- STATED EXERCISE A
Find every line in the listing below that contains the word "door" and copy each such line. Case counts.

— Begin PAGE TEXT —

Oatmeal with toasted walnuts, blueberries, and honey

 lamb breakfast sausage

toast and blueberry jam

and Creamy Scrambled Eggs:

5 tablespoons cream

12 eggs, well beaten

4 oz cream cheese

2 tablespoons chopped parsley

1 teaspoon Crazy Jane’s

Preheat oven to 325. Grease a baking dish. Combine ingredients milk and eggs. In a large frying pan melt butter and scramble the eggs over low heat keeping them very moist.

Gently fold in the other ingredients.

Turn mixture into the baking dish and bake for 30 minutes until very hot.

Serves eight.

I love that just before their big trip to visit their grandparents in Californie, Harriet and Elisa suddenly wanted to watch The Beverly Hillbillies again.

We sent them well prepared. This is for the girls.

The best thing about today was finally talking to H&E on the phone and getting an email from Elisa.

— End PAGE TEXT —

- STATED EXERCISE B
Please return the passage of the breakfast post above that begins at the words "I love that" and stops after "The Beverly Hillbillies again.", copied word for word.

— Begin GIVEN DATA —

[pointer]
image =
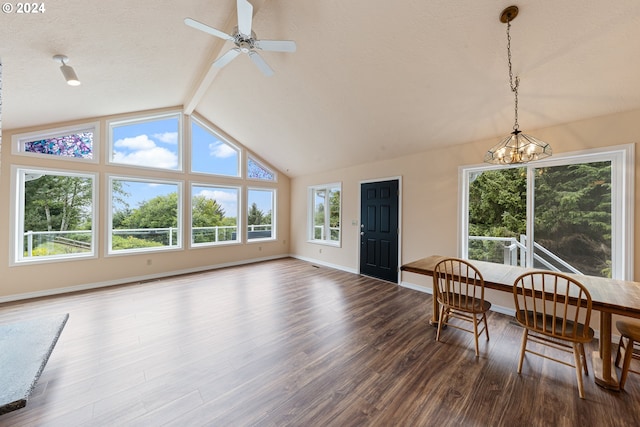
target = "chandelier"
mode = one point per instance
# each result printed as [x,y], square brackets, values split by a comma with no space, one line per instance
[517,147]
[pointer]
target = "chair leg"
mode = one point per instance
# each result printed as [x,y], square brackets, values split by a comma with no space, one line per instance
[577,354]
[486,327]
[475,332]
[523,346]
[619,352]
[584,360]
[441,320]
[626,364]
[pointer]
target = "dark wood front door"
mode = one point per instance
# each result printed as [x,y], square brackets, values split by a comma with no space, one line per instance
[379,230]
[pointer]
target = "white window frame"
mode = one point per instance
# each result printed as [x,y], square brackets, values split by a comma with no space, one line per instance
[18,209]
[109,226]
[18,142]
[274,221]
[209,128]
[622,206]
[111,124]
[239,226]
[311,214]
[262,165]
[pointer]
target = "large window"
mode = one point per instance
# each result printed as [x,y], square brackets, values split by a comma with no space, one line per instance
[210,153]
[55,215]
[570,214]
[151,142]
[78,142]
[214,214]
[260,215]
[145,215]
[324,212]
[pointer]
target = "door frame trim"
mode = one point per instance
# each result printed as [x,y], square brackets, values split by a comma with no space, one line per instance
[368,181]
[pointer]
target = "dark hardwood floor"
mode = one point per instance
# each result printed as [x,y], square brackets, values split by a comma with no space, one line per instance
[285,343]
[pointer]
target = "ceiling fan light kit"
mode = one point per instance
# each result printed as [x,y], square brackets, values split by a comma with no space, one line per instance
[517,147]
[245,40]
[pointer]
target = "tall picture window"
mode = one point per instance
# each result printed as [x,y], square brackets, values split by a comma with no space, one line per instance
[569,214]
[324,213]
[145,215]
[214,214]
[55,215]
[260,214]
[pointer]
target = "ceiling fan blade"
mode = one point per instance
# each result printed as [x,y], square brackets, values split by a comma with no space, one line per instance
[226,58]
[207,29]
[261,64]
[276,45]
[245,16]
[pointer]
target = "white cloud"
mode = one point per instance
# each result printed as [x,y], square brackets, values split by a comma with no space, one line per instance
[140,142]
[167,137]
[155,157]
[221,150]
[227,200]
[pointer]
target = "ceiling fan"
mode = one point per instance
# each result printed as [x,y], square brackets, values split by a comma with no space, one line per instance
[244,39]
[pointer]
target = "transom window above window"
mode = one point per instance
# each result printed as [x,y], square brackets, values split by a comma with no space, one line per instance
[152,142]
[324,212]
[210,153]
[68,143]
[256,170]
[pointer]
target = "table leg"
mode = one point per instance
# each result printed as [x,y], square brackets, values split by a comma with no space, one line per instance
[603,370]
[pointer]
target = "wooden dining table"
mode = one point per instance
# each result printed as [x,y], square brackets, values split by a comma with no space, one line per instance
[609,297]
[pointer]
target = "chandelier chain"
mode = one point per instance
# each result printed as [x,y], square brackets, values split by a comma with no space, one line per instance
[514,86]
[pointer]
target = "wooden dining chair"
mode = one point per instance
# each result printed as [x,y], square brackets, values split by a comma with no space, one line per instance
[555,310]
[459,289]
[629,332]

— End GIVEN DATA —

- RESULT A
target = "dark wood front door"
target = "door frame trim"

- RESULT B
I love that just before their big trip to visit their grandparents in Californie, Harriet and Elisa suddenly wanted to watch The Beverly Hillbillies again.